Assignment :: Gather all lines in the entries that include the word "green".

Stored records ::
++++++++++

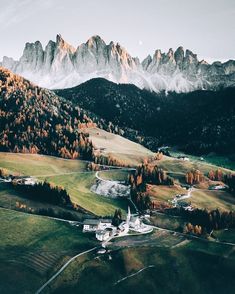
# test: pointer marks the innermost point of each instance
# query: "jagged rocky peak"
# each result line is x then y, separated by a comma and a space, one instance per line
60, 43
179, 55
60, 65
190, 56
95, 41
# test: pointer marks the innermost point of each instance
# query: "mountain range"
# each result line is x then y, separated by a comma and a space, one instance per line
60, 65
198, 122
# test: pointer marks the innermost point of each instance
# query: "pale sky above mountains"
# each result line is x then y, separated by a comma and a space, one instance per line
204, 26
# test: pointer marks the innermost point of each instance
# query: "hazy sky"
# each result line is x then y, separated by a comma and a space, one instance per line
207, 27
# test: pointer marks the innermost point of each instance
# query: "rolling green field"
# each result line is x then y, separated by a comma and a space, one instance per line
115, 175
180, 167
70, 174
212, 200
38, 165
78, 187
225, 235
186, 268
218, 160
33, 247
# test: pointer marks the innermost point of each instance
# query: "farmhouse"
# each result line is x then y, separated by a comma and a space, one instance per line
105, 223
91, 225
135, 222
102, 235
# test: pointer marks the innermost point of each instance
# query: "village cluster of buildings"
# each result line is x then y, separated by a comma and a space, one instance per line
104, 229
19, 180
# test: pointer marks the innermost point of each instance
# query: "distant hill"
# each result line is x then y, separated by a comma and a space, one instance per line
198, 122
35, 120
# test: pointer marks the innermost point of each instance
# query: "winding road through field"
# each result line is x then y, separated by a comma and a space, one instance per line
62, 269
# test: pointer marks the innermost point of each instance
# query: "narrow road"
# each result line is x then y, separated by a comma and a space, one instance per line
62, 269
192, 236
134, 274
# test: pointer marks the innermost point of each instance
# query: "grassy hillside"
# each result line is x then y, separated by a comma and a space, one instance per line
33, 247
71, 174
189, 267
118, 147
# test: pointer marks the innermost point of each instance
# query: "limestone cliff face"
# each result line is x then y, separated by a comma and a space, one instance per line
60, 65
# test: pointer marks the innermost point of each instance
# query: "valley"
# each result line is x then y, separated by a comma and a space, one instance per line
129, 261
116, 175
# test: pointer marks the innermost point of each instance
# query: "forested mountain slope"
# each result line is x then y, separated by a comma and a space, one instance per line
198, 122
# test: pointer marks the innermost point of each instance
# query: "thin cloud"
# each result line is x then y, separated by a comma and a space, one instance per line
17, 11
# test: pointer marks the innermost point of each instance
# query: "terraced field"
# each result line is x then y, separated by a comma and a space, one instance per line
71, 174
171, 264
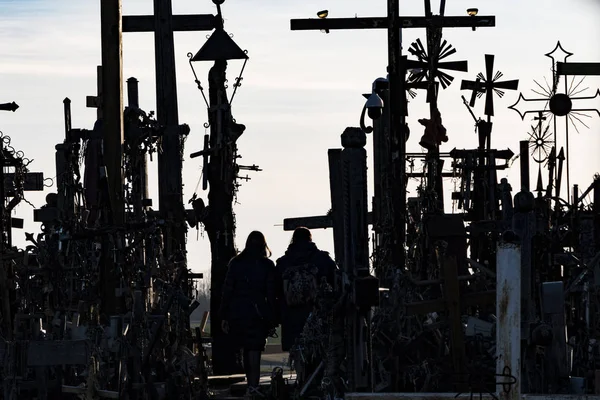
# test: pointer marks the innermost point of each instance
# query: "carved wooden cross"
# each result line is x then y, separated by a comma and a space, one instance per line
170, 182
163, 23
396, 76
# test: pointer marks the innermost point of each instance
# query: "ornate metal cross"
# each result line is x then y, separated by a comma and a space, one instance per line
489, 85
9, 106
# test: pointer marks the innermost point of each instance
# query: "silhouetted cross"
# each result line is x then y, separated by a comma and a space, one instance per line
489, 85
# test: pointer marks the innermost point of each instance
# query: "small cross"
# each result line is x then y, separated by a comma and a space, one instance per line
9, 106
489, 85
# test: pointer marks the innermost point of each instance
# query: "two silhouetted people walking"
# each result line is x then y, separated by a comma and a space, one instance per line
259, 295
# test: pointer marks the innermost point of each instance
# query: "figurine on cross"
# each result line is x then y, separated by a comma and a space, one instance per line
435, 132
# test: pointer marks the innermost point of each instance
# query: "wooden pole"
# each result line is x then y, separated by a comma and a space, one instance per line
112, 114
397, 104
170, 165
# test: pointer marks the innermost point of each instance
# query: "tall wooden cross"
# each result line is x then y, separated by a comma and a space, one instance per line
163, 23
397, 98
489, 85
561, 104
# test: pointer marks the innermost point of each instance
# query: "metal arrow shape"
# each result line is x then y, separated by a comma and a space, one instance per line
9, 106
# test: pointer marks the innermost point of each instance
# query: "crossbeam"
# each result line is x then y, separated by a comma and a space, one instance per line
580, 68
382, 22
181, 23
316, 222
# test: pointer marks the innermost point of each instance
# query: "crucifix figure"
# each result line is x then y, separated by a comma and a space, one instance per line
221, 175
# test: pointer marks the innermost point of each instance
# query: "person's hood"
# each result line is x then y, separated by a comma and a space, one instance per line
301, 252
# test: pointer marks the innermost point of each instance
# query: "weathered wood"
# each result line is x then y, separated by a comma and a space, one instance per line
508, 311
467, 299
337, 203
449, 270
96, 101
58, 352
316, 222
33, 181
181, 23
383, 22
112, 122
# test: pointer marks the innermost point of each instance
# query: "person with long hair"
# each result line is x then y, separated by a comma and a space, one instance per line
248, 307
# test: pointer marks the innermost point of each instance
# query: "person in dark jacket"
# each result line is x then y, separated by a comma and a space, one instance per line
302, 253
248, 303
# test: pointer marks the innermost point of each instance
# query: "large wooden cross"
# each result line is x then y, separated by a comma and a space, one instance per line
163, 23
396, 67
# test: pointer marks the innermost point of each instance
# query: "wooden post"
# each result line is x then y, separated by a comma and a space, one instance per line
4, 292
96, 101
356, 254
337, 203
508, 310
112, 120
170, 182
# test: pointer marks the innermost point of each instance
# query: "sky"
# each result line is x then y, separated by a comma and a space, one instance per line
300, 90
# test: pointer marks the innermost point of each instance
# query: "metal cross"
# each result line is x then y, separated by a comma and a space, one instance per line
489, 85
9, 106
396, 67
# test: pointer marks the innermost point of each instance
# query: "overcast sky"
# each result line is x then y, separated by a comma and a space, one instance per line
300, 90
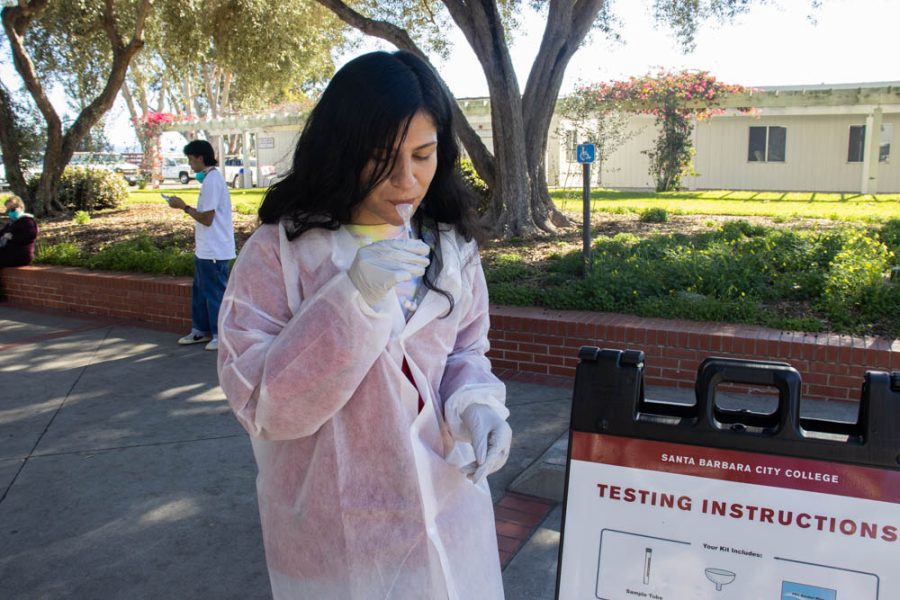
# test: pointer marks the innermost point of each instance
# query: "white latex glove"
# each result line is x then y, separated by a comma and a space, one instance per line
491, 438
380, 266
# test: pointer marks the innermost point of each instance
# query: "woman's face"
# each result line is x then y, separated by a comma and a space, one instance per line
408, 181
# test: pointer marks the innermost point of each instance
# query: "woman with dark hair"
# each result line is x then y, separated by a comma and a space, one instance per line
352, 349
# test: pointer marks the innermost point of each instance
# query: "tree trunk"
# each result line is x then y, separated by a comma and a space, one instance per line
11, 146
60, 147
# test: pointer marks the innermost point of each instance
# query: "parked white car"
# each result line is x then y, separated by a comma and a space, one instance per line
233, 169
110, 161
177, 167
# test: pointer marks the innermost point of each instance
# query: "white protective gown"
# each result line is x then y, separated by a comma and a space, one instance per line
360, 495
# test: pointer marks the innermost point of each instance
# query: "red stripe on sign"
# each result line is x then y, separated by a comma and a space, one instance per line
734, 465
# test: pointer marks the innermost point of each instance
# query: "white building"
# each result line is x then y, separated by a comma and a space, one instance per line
810, 138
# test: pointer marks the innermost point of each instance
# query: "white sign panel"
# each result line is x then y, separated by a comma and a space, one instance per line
664, 521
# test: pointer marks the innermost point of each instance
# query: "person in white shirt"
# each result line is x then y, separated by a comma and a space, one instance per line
214, 243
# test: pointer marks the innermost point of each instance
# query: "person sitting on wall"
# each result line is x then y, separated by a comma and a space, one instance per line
18, 235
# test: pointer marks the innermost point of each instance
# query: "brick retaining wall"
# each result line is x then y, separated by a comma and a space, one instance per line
527, 343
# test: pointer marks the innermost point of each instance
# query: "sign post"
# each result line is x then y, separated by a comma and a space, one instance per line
712, 500
585, 154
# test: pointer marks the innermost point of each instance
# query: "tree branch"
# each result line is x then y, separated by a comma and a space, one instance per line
568, 23
122, 55
481, 156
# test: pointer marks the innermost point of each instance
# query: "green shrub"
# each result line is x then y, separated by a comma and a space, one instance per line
476, 185
507, 268
81, 188
87, 189
734, 230
855, 287
740, 273
654, 215
143, 255
890, 234
65, 254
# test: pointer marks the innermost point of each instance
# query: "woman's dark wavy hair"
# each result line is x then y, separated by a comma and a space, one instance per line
364, 109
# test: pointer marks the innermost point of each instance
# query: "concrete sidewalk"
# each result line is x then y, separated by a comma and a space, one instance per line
123, 473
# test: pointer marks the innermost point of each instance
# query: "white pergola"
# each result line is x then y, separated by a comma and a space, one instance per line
244, 125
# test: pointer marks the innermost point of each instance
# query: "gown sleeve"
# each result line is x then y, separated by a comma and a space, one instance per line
285, 374
467, 376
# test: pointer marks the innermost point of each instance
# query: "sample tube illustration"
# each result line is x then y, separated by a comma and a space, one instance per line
648, 555
720, 577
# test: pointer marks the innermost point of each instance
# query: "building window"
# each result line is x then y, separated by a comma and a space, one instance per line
767, 144
884, 144
856, 148
857, 142
571, 144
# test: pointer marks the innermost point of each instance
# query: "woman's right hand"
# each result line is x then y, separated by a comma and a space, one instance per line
380, 266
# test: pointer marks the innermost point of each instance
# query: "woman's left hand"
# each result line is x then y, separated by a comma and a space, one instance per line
491, 439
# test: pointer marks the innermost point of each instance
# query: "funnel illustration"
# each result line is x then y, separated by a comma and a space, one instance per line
720, 577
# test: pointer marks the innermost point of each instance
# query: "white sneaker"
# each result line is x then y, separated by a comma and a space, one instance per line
193, 339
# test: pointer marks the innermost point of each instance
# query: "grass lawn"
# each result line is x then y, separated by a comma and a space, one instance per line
803, 262
779, 205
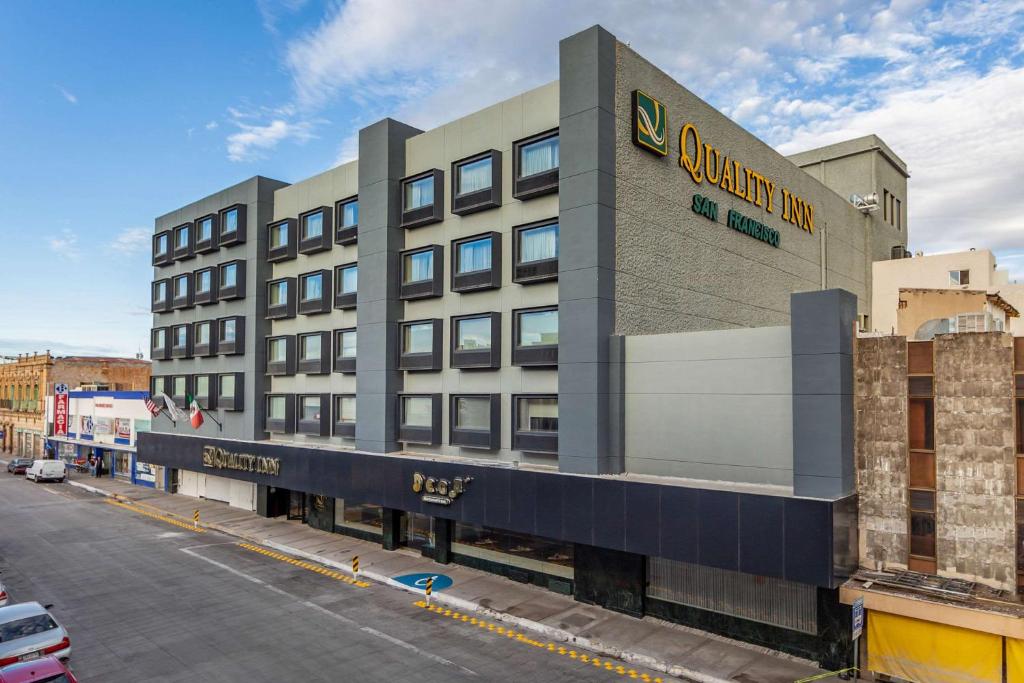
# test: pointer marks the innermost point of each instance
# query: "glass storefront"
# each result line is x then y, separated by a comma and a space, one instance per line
518, 550
358, 516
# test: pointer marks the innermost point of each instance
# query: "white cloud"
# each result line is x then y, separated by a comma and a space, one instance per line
70, 96
251, 140
132, 241
65, 245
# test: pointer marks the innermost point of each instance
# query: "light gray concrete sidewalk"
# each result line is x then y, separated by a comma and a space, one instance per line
676, 650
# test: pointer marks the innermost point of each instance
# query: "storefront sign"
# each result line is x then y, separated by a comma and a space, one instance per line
222, 459
439, 492
708, 164
60, 412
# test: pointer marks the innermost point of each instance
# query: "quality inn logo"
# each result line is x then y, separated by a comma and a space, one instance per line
650, 123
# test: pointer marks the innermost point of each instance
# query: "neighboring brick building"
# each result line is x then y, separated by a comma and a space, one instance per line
27, 380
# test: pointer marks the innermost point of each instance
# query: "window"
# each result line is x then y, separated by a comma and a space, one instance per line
539, 157
473, 176
309, 347
309, 409
348, 214
420, 193
536, 166
311, 287
536, 423
279, 236
960, 278
312, 225
474, 255
418, 338
473, 334
418, 266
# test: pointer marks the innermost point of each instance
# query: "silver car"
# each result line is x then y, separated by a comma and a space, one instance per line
28, 631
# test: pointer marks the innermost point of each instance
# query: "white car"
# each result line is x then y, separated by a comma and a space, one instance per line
46, 470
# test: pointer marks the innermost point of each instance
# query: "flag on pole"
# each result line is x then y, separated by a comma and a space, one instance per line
152, 407
172, 411
196, 414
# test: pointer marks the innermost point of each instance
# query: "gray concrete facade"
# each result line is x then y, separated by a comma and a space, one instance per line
257, 196
378, 381
822, 331
587, 429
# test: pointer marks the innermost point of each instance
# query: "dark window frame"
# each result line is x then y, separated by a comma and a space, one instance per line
422, 361
185, 301
426, 214
476, 359
529, 440
531, 356
476, 438
480, 200
340, 428
538, 184
284, 425
289, 365
200, 298
237, 237
238, 346
180, 351
321, 366
344, 364
290, 250
415, 433
188, 251
348, 299
532, 271
168, 256
286, 309
345, 235
236, 402
202, 350
213, 243
477, 281
325, 241
315, 427
422, 289
238, 291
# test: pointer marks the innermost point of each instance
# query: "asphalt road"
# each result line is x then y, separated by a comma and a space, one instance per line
144, 600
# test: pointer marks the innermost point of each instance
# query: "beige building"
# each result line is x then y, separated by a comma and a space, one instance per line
973, 271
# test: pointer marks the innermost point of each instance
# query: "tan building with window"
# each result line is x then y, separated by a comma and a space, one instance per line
970, 271
27, 380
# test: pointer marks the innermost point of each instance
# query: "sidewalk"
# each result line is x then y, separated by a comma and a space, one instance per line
651, 643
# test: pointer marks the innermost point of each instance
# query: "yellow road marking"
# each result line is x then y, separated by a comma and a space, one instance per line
154, 515
606, 665
305, 565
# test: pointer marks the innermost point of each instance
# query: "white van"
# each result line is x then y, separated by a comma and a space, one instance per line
43, 470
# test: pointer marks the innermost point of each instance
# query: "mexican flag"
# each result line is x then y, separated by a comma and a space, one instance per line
196, 414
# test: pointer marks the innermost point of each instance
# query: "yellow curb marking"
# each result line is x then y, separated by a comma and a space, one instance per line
550, 647
163, 518
305, 565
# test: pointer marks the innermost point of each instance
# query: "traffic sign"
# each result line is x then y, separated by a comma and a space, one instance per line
419, 581
858, 617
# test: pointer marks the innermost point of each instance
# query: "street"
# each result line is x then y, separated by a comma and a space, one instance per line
145, 600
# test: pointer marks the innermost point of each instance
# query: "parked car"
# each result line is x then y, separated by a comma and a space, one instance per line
44, 670
28, 631
46, 470
18, 465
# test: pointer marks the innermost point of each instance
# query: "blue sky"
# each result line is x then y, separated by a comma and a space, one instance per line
112, 114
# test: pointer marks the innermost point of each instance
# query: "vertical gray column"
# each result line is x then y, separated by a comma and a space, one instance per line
822, 392
587, 437
382, 164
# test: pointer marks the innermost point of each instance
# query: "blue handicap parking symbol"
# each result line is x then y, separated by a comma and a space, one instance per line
419, 581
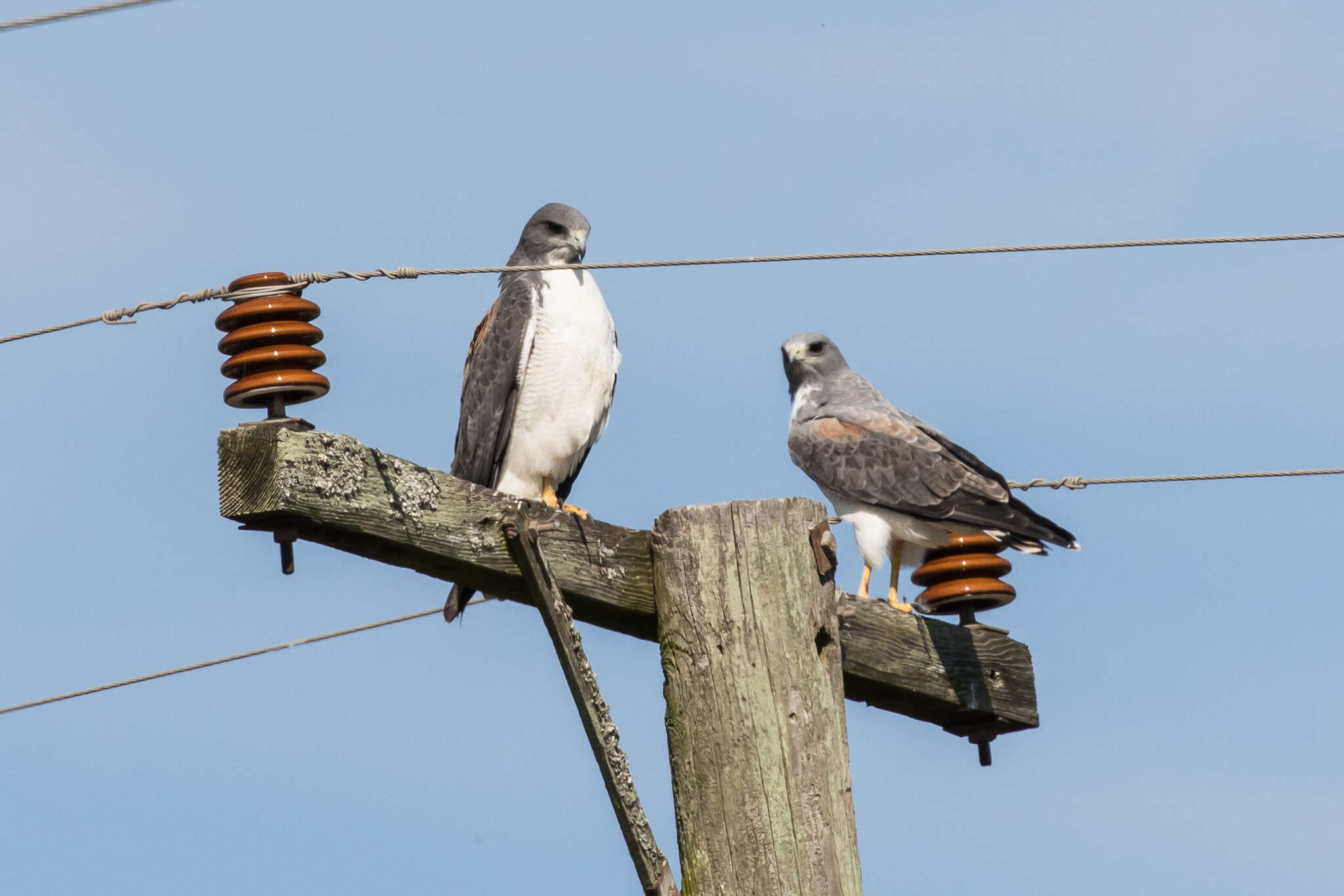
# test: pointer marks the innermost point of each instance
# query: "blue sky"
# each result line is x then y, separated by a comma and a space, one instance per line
1185, 659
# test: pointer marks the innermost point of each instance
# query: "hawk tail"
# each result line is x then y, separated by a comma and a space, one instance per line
456, 602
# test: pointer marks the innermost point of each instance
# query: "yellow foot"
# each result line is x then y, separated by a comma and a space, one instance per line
897, 603
863, 582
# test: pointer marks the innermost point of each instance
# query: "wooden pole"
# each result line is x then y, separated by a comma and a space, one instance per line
329, 489
754, 691
650, 864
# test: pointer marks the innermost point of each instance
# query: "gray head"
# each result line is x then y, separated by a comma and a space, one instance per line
809, 357
555, 234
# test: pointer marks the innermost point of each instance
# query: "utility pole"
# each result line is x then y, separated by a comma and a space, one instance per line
759, 647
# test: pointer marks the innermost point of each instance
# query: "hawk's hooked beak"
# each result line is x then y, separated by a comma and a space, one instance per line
578, 242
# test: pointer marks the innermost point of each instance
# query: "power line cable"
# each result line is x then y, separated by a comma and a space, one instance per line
123, 315
73, 14
1078, 483
234, 657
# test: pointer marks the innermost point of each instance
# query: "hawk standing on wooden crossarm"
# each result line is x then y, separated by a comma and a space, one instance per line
539, 375
902, 484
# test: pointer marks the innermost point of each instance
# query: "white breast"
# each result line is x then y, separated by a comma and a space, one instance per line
568, 382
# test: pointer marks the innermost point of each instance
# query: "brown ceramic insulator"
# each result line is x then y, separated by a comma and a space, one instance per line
269, 343
963, 577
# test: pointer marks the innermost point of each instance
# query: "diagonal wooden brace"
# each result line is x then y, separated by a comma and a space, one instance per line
520, 535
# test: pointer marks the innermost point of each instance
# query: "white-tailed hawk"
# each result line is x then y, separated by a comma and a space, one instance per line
539, 375
904, 485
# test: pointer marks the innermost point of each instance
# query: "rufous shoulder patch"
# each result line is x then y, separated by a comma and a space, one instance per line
830, 428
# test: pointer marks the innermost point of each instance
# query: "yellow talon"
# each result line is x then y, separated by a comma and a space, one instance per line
863, 582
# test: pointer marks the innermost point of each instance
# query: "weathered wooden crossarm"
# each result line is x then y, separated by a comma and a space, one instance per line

++++++++++

Completed task ::
# query: "rolling green field"
# query: "green shrub"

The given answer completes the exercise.